§ **What to do**
1 - According to the article on Wesfarmers' review of Target, how many Kmart stores have been converted to "dark" stores?
2 - Resume the article on Wesfarmers' review of Target right after its final sentence.

§ **Passage provided**
*****

Wesfarmers must find a way to change Target’s cost base if it’s to find a way to make the chain sustainably profitable.

For Target and Kmart, this is being compounded by increased pressure on margins. Firstly, the chains are being forced to swallow the higher costs of filling more online orders (three Kmart stores have been converted to “dark” stores that are closed to the public and dedicated to online fulfilment). Secondly, retailers across the board discount to try to clear stock and keep inventory levels under control.

Wesfarmers says Kmart is still profitable. But Target’s earnings have “decreased significantly”.

And having flagged at Wesfarmers’ interim profit announcement in February that he was looking for ways accelerate Target’s turnaround, Scott said on Tuesday that a formal strategic review process is under way, with the market to be told of its outcome prior to June 30.

While Scott told Chanticleer no options are off the table – including trying to sell the business, or potentially shutting it – he emphasises that he can still see a future for Target and says its strong brand recognition, customer loyalty and engaged team remain valuable assets.

But there’s a caveat.

Rent structure rethink

As the COVID crisis has brutally shown, Wesfarmers must find a way to change Target’s cost base if it’s to find a way to make the chain sustainably profitable.

And that means finding a way to bring its fixed occupancy costs down.

“There are some assets of value that we can work with but we need to get the property structure and the network right, to get the cost base right for the future,” Scott tells Chanticleer.

An examination of the size of the Target store network and the floor space required for individual stores will be central to the Target strategic review; Scott says Target’s online sales are a bright spot for the chain right now, so an enlarged role for this sales channel is almost certain to be part of its future.

Analysts say this is work all retailers will need to do in the coming months, and it’s likely the strongest groups with the biggest balance sheets will be best placed to drive consolidation.

But the analysts also argue that landlords may need to give way on the long-term, fixed-price rent structures of the past, and adapt something that better reflects the way retail is changing.

It’s clear Scott is thinking along similar lines.

*****

§ **Material shown**

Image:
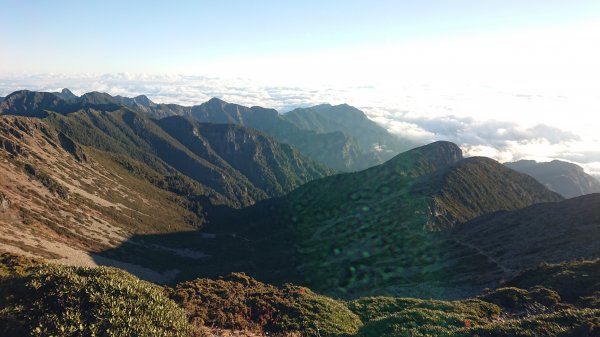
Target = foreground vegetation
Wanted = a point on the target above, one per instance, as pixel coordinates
(37, 299)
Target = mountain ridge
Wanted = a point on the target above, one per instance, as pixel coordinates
(337, 149)
(568, 179)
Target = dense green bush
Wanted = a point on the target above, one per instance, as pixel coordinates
(69, 301)
(571, 280)
(372, 308)
(524, 302)
(240, 302)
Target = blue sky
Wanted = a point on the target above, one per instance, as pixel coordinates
(505, 79)
(179, 36)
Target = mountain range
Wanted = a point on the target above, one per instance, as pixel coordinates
(217, 198)
(568, 179)
(333, 138)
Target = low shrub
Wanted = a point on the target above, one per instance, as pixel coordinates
(69, 301)
(240, 302)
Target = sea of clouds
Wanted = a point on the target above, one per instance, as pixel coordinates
(503, 124)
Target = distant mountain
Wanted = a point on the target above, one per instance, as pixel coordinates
(368, 135)
(542, 233)
(352, 142)
(67, 95)
(568, 179)
(87, 180)
(375, 231)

*****

§ **Answers to the tasks**
1 - Three Kmart stores.

2 -
“The retail world has changed a lot but the lease structures and the property that we operate within haven’t really changed within the last 20 or 30 years.”

He says the thing both landlords and tenants need is foot traffic and both parties need to recognise that the world has changed for physical retail. “You don’t get much credit for having attractive lease terms if no customers are coming into the centre.”

Scott’s problem is one he shares with many rivals; as he points out, the only department stores covering its cost of capital before the crisis was Kmart. It’s not that long since Harris Scarfe went under, to be later revived.

So Scott believes “COVID will be a tipping point” for a reassessment of how retailers and landlords work together.

“There was already a lot of disruption and structural change in retail and particularly in departments stores … we need to make sure our retail businesses are set up for success.”

The question for Scott and Wesfarmers investors is whether COVID-19 is the straw that breaks Target’s back.

It’s telling that when Chanticleer went back five years to examine the chain’s sales decline over that period – revenue is down about 24 per cent during that period – he immediately saw references to the “transformation” that Wesfarmers was trying to pull off at the chain back in early 2016.

Sadly, this is a business that has been locked in restructuring for the best part of a decade.

Its brand might be strong, but the forces that have smashed its profitability – ever-growing competition from online, a vastly improved offering from stablemate Kmart, and falling foot traffic now horribly exacerbated by COVID-19 – are much stronger.

Scott’s only choice to save the business may be to shrink it – radically – such that its cost base matches it smaller footprint.

But he’ll need the co-operation of his landlords, many of whom have been battered by the crisis and will emerge facing further pain.